Dataset content:
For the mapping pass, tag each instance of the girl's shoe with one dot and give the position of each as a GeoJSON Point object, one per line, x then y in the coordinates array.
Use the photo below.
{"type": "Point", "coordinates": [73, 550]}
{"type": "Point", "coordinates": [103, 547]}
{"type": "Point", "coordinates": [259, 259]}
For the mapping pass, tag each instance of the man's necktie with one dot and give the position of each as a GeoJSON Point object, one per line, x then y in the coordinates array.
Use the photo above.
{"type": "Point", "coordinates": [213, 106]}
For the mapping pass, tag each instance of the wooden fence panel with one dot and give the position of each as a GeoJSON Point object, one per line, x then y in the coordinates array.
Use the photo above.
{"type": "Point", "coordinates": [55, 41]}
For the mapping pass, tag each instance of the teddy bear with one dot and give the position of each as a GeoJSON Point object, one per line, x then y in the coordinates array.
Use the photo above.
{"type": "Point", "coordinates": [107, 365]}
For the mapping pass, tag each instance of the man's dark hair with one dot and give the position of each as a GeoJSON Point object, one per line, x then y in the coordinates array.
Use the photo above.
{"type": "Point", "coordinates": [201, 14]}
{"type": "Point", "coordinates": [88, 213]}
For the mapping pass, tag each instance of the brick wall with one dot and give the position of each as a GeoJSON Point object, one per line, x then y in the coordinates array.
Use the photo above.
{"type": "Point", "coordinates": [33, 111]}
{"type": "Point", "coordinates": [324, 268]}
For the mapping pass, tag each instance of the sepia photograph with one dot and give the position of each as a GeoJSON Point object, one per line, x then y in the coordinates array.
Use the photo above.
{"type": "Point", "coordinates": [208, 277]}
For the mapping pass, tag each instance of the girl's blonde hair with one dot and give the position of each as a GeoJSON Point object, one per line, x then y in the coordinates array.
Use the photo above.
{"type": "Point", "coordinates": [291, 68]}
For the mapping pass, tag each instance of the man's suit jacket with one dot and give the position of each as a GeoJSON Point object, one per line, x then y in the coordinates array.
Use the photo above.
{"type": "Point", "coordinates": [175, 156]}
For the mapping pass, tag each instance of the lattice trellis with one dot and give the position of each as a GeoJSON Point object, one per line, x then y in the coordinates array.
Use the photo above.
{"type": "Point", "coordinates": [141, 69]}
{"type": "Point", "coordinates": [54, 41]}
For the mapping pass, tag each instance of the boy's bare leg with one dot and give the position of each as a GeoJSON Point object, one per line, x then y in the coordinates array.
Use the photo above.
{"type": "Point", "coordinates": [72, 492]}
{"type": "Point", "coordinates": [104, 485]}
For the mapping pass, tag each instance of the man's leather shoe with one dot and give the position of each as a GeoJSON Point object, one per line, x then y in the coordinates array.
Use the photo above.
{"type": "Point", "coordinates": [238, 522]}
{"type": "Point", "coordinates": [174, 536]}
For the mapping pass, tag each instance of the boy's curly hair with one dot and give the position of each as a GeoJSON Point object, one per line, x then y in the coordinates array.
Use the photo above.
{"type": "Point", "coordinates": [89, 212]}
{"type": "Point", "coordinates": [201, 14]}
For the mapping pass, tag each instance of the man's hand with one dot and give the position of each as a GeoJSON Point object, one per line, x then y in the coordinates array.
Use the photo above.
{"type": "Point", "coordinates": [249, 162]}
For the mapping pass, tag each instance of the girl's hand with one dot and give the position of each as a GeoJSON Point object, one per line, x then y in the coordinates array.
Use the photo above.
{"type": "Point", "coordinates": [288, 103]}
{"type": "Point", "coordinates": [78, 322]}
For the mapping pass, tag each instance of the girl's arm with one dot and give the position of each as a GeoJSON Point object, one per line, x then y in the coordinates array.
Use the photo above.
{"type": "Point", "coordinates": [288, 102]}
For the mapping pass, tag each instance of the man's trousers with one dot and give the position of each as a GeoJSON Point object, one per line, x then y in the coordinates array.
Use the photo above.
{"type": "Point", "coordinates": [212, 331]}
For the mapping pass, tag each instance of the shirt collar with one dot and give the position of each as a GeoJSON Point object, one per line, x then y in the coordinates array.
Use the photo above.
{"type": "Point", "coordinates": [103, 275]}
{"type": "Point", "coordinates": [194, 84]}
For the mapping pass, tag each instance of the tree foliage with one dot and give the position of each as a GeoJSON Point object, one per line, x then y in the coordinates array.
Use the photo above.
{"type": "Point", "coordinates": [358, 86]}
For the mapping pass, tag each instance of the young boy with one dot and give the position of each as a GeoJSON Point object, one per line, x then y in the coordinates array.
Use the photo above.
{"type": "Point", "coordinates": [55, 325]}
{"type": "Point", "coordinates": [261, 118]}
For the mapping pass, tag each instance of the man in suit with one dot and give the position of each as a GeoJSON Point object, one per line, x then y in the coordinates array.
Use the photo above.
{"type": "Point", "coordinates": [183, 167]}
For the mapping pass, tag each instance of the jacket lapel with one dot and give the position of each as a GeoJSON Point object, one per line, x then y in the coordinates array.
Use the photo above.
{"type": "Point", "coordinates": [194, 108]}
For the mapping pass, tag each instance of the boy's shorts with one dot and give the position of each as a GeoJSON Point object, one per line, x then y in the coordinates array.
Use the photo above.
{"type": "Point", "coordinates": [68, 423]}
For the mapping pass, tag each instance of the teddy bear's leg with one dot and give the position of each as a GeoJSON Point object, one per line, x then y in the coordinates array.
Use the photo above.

Problem to work on:
Quote all of the entries verbatim.

Written response:
For the mapping pass, tag each instance of the girl's shoe with one dot and give the position of each as a GeoJSON Point object, one per line, x then y in the coordinates array.
Use the photo below.
{"type": "Point", "coordinates": [73, 550]}
{"type": "Point", "coordinates": [103, 547]}
{"type": "Point", "coordinates": [259, 259]}
For the mapping pass, tag each instance of the man's necktie with one dot and give the position of each as a GeoJSON Point object, one per line, x then y in the coordinates array.
Use the photo above.
{"type": "Point", "coordinates": [213, 106]}
For the mapping pass, tag each instance of the wooden fence panel with one dot and give the position of each as a GeoJSON Point object, one per line, x then y in the coordinates array.
Use the photo above.
{"type": "Point", "coordinates": [55, 41]}
For the mapping pass, tag each instance of the teddy bear with one dot and give the position of each as a GeoJSON Point object, one per line, x then y in the coordinates array.
Use the photo above.
{"type": "Point", "coordinates": [107, 365]}
For the mapping pass, tag each instance of the man's dark hair with one dot and give the position of each as a GeoJSON Point object, one per line, x then y in the coordinates array.
Use the photo above.
{"type": "Point", "coordinates": [201, 14]}
{"type": "Point", "coordinates": [88, 213]}
For the mapping pass, tag each instance of the brick wall with one dot and give the position of each as a GeoJSON Point object, one per line, x then y in the coordinates array.
Use the photo above.
{"type": "Point", "coordinates": [33, 111]}
{"type": "Point", "coordinates": [324, 268]}
For the mapping pass, tag each instance of the sepia photograph with one dot and give the position of each as a GeoJSON Point object, one per line, x then y in the coordinates array.
Use the photo above.
{"type": "Point", "coordinates": [208, 277]}
For the mapping pass, tag each instance of the girl's blonde hair with one dot and give the position of each as a GeoJSON Point object, one per line, x then y in the coordinates array.
Use the photo above.
{"type": "Point", "coordinates": [291, 68]}
For the mapping pass, tag each instance of the man's suit jacket with one dot and give the position of each as a GeoJSON Point object, one per line, x then y in the coordinates array.
Use the photo above.
{"type": "Point", "coordinates": [175, 156]}
For the mapping pass, tag each instance of the lattice trellis with one dot and give the position of each as a GeoJSON Point object, one per line, x then y in the coordinates array.
Use the photo above.
{"type": "Point", "coordinates": [141, 69]}
{"type": "Point", "coordinates": [54, 41]}
For the mapping pass, tag each instance of the boy's bare leg with one dot and give the position of each as a GeoJSON Point object, one per line, x then y in the coordinates array.
Use the photo above.
{"type": "Point", "coordinates": [72, 492]}
{"type": "Point", "coordinates": [104, 485]}
For the mapping pass, tag each instance of the man's leather shoe with one dot and give the position of each as a GeoJSON Point object, one per line, x then y in the coordinates array.
Use the photo above.
{"type": "Point", "coordinates": [238, 522]}
{"type": "Point", "coordinates": [174, 536]}
For the mapping pass, tag each instance of the boy's curly hair with one dot and give the position of each as a GeoJSON Point object, one per line, x then y in the coordinates array.
Use the photo above.
{"type": "Point", "coordinates": [89, 212]}
{"type": "Point", "coordinates": [201, 14]}
For the mapping pass, tag each instance of the man's hand with one dot and give the position of each as a GeoJSON Point object, one per line, x then y in the coordinates array.
Use the photo above.
{"type": "Point", "coordinates": [249, 162]}
For the mapping pass, tag each instance of the girl's hand with one dot and give the position of each as a GeoJSON Point object, one per line, x then y in the coordinates array.
Use the photo above.
{"type": "Point", "coordinates": [288, 103]}
{"type": "Point", "coordinates": [78, 322]}
For the mapping pass, tag each instance of the girl's arm with one dot and give the position of each as a GeoJSON Point object, one per line, x then y in the coordinates array.
Use the photo above.
{"type": "Point", "coordinates": [288, 102]}
For the mapping pass, tag each instance of the man's trousers with one dot and give the position of each as a GeoJSON Point object, one per line, x then y in the coordinates array.
Use the photo above.
{"type": "Point", "coordinates": [212, 331]}
For the mapping pass, tag each instance of the shirt collar with one dot and give the position of each as a GeoJSON Point object, one per line, x then y in the coordinates array.
Use the photo above.
{"type": "Point", "coordinates": [103, 275]}
{"type": "Point", "coordinates": [194, 84]}
For the mapping pass, tag each instance of the tree foliage with one dot and give the position of each as a GeoJSON Point object, one per line, x then y in the coordinates array.
Use the photo above.
{"type": "Point", "coordinates": [358, 86]}
For the mapping pass, tag each instance of the young boy with one dot and give the position of each as a GeoJSON Point object, one per line, x then y in the coordinates array.
Use the photo above.
{"type": "Point", "coordinates": [55, 325]}
{"type": "Point", "coordinates": [261, 118]}
For the mapping pass, tag each instance of the man in suit with one dot and give the position of each as a GeoJSON Point object, one per line, x then y in the coordinates array.
Use the photo above.
{"type": "Point", "coordinates": [183, 167]}
For the mapping pass, tag each instance of the jacket lapel with one dot and give the position of each as a GeoJSON Point object, one per line, x then y in the coordinates array.
Use the photo above.
{"type": "Point", "coordinates": [194, 108]}
For the mapping pass, tag each instance of the boy's shorts with one dot and give the position of each as a GeoJSON Point object, one per line, x then y in the coordinates array.
Use the photo above.
{"type": "Point", "coordinates": [68, 423]}
For the mapping pass, tag each instance of the teddy bear's leg with one dot and give the position of each as a GeoJSON Point object, one per line, x then y in the coordinates array.
Use the photo above.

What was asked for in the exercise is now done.